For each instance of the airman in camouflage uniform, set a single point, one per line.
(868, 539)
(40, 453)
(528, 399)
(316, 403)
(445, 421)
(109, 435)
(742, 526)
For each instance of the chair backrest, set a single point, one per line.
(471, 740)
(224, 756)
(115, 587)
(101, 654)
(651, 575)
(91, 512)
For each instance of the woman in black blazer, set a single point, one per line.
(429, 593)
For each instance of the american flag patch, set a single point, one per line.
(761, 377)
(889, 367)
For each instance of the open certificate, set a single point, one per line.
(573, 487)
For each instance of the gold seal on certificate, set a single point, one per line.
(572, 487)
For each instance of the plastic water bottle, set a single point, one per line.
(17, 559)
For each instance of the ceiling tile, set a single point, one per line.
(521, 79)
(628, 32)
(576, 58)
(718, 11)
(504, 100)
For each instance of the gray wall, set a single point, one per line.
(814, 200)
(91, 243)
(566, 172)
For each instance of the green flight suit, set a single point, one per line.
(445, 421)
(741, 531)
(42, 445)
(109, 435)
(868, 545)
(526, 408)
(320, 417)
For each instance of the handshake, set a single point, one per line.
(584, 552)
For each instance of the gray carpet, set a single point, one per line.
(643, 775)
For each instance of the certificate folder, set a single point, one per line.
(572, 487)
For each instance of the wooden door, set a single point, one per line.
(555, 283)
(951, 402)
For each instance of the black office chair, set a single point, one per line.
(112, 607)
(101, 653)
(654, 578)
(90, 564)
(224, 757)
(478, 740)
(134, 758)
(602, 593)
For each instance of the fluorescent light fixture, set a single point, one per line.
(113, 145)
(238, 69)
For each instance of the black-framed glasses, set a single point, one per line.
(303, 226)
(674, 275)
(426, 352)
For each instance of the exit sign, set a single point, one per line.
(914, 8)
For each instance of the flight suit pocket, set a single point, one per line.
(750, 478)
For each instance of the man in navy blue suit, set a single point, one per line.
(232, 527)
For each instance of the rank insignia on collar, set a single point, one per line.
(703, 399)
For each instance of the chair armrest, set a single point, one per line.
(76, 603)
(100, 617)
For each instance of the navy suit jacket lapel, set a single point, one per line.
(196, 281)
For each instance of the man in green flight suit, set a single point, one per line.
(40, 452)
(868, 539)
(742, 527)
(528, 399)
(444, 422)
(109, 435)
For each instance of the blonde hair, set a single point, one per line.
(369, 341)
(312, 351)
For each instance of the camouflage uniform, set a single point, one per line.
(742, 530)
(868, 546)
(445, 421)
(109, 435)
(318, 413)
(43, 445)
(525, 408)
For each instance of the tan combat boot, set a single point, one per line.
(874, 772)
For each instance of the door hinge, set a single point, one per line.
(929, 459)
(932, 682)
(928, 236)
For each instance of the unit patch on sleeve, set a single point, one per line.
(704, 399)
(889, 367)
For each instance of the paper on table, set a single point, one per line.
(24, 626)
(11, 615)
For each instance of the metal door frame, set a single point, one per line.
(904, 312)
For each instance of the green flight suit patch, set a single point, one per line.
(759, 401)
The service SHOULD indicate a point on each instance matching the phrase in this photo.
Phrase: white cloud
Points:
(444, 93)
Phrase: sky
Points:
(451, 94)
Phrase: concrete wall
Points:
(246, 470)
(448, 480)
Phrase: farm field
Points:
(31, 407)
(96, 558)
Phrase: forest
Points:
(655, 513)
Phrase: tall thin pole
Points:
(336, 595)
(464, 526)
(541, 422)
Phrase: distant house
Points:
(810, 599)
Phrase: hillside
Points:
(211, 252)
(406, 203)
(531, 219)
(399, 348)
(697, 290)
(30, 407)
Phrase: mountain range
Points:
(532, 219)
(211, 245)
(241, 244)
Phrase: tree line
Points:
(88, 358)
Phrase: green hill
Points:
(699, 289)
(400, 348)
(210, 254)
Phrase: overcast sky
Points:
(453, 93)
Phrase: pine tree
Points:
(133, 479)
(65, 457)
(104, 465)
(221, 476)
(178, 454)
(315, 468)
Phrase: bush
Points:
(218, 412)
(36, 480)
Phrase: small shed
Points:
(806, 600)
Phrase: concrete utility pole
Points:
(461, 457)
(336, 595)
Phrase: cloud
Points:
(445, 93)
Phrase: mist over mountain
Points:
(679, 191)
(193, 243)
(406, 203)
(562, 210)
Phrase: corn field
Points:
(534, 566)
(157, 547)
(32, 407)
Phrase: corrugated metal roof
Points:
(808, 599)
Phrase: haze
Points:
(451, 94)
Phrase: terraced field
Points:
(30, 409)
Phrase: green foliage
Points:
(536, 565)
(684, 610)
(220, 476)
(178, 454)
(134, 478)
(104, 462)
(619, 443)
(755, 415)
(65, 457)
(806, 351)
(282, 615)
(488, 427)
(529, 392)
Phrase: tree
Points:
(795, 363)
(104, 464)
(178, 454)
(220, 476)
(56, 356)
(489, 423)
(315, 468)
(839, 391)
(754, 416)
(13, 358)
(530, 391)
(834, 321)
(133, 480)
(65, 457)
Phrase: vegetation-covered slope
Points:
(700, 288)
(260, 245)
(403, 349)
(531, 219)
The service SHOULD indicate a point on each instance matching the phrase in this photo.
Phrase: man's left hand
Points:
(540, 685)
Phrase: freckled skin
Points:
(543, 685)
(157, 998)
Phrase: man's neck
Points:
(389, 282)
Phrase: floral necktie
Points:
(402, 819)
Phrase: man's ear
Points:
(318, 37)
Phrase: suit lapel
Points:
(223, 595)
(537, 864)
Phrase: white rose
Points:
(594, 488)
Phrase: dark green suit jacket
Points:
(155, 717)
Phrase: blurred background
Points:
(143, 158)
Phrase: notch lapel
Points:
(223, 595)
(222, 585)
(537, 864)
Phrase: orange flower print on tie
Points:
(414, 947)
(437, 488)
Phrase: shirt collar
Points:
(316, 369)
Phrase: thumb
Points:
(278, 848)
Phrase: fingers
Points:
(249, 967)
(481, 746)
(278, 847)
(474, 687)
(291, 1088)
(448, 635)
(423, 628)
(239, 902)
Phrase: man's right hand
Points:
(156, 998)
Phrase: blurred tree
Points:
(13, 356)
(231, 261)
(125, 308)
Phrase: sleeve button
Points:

-----

§ EXERCISE AIM: So that nothing differs from the original, transcribe all of the records above.

§ ANSWER TO THIS PROBLEM:
For each instance of the airman in camouflage uniform, set a single point, one per line.
(868, 539)
(40, 453)
(528, 399)
(316, 403)
(445, 421)
(109, 435)
(742, 526)
For each instance of the chair backrest, set a single point, one per line.
(471, 740)
(224, 756)
(115, 587)
(101, 654)
(651, 575)
(91, 512)
For each instance of the woman in black blazer, set a single point, one per line.
(429, 593)
For each instance of the american flag patch, set a single point, one per line.
(761, 377)
(889, 367)
For each instance of the open certificate, set a single point, one per line.
(573, 487)
For each instance of the gold seal on certificate, set a single point, one per line.
(572, 487)
For each instance of the plastic water bottle, set a single point, one per line.
(17, 559)
For each instance of the ceiling tile, set a single point, one per line.
(521, 79)
(628, 32)
(576, 58)
(718, 11)
(504, 100)
For each instance of the gray wall, set a single point, one per line.
(814, 200)
(91, 243)
(566, 172)
For each instance of the green flight suit, set a single point, one per line.
(445, 421)
(741, 531)
(42, 445)
(109, 435)
(868, 545)
(526, 408)
(320, 417)
For each instance of the handshake, set a single point, one per line.
(584, 552)
For each instance of the gray carpet, set a single point, one per line.
(643, 775)
For each instance of the certificate folder, set a single point, one per line.
(572, 487)
For each instance of the wooden door, set a single point, one per line.
(555, 283)
(951, 402)
For each instance of the black office chair, set a single point, one per line.
(112, 607)
(101, 653)
(654, 578)
(90, 564)
(224, 757)
(478, 740)
(134, 758)
(602, 593)
For each instance of the fluorescent light fixture, set a single point, one per line.
(113, 145)
(238, 69)
For each instance of the black-framed glasses, set a single point, one per line.
(303, 226)
(674, 275)
(426, 352)
For each instance of the exit sign, set a single point, one per line.
(914, 8)
For each instance of the flight suit pocket, set a single point, one per line.
(750, 478)
For each instance of the man in navy blue suit, set a single point, one per line.
(232, 527)
For each instance of the rank insignia on collar, set a single point, one per line.
(703, 399)
For each instance of the chair armrest, set a single point, one per line.
(76, 603)
(100, 617)
For each instance of the navy suit jacket lapel, set a single point, one per line.
(196, 281)
For each instance of the man in green flight suit, set a single point, one per line.
(40, 452)
(868, 539)
(742, 527)
(528, 399)
(444, 422)
(109, 435)
For each instance of the blonde hair, set a single point, one per line.
(369, 341)
(312, 351)
For each instance of the camouflage uniform, set a single point, one per line.
(742, 530)
(868, 546)
(445, 421)
(109, 435)
(318, 413)
(43, 445)
(525, 408)
For each instance of the tan combat boot, set a single point, one per line.
(874, 772)
For each instance of the door hinge, set a single point, one per line.
(929, 459)
(932, 682)
(928, 236)
For each instance of the unit patch on sleeve, set a single point, one per line.
(704, 399)
(889, 367)
For each instance of the paper on table, set a single point, one per line.
(24, 626)
(11, 615)
For each instance of the metal door frame, set a single point, one per line.
(904, 312)
For each instance of the green flight suit patch, set a single point, one per line.
(759, 401)
The service SHOULD indicate a point on each instance matching the phrase in this photo.
Phrase: white cloud
Points:
(444, 93)
Phrase: sky
Points:
(451, 94)
Phrase: concrete wall
Points:
(246, 470)
(448, 480)
Phrase: farm field
Points:
(31, 407)
(96, 558)
Phrase: forest
Points:
(655, 513)
Phrase: tall thin pole
Points:
(336, 595)
(464, 526)
(541, 422)
Phrase: distant house
Points:
(810, 599)
Phrase: hillside
Points:
(211, 252)
(406, 203)
(531, 219)
(399, 348)
(697, 290)
(30, 407)
Phrase: mountain range
Points:
(532, 219)
(211, 245)
(241, 244)
Phrase: tree line
Points:
(88, 358)
Phrase: green hill
Points:
(699, 289)
(400, 348)
(210, 254)
Phrase: overcast sky
Points:
(453, 93)
Phrase: pine tree
Points:
(133, 479)
(65, 457)
(104, 465)
(221, 476)
(178, 454)
(315, 468)
Phrase: bush
Points:
(218, 412)
(36, 480)
Phrase: small shed
Points:
(806, 600)
Phrase: concrete utility pole
Points:
(461, 457)
(336, 595)
Phrase: cloud
Points:
(445, 93)
Phrase: mist over mountain
Points:
(679, 191)
(193, 243)
(406, 203)
(562, 210)
Phrase: corn field
Points:
(534, 566)
(157, 547)
(32, 407)
Phrase: corrugated metal roof
Points:
(808, 599)
Phrase: haze
Points:
(451, 94)
Phrase: terraced field
Points:
(30, 409)
Phrase: green foliage
Points:
(536, 565)
(684, 610)
(220, 476)
(178, 454)
(134, 478)
(104, 462)
(619, 443)
(755, 415)
(65, 457)
(806, 351)
(282, 615)
(488, 427)
(529, 392)
Phrase: tree
Points:
(795, 363)
(104, 464)
(178, 454)
(220, 476)
(56, 356)
(489, 423)
(315, 468)
(839, 391)
(754, 416)
(13, 358)
(530, 391)
(834, 321)
(133, 480)
(65, 457)
Phrase: vegetation-covered slope
Points:
(700, 288)
(260, 245)
(403, 349)
(531, 219)
The service SHOULD indicate a point on each instance matching the phrase in this photo.
Phrase: man's left hand
Points:
(540, 685)
Phrase: freckled skin
Points:
(543, 685)
(157, 998)
Phrase: man's neck
Points:
(389, 282)
Phrase: floral necktie
Points:
(402, 819)
Phrase: man's ear
Points:
(318, 37)
Phrase: suit lapel
Points:
(223, 595)
(537, 864)
Phrase: white rose
Points:
(594, 488)
Phrase: dark green suit jacket
Points:
(155, 717)
Phrase: blurred background
Points:
(143, 158)
Phrase: notch lapel
Points:
(223, 595)
(222, 585)
(537, 864)
Phrase: orange flower print on tie
Points:
(414, 947)
(437, 488)
Phrase: shirt collar
Points:
(316, 369)
Phrase: thumb
Points:
(278, 848)
Phrase: fingers
Points:
(249, 967)
(481, 746)
(278, 847)
(474, 687)
(291, 1088)
(448, 635)
(423, 628)
(239, 902)
Phrase: man's right hand
Points:
(156, 998)
Phrase: blurred tree
Points:
(13, 356)
(231, 261)
(125, 308)
Phrase: sleeve button
Points:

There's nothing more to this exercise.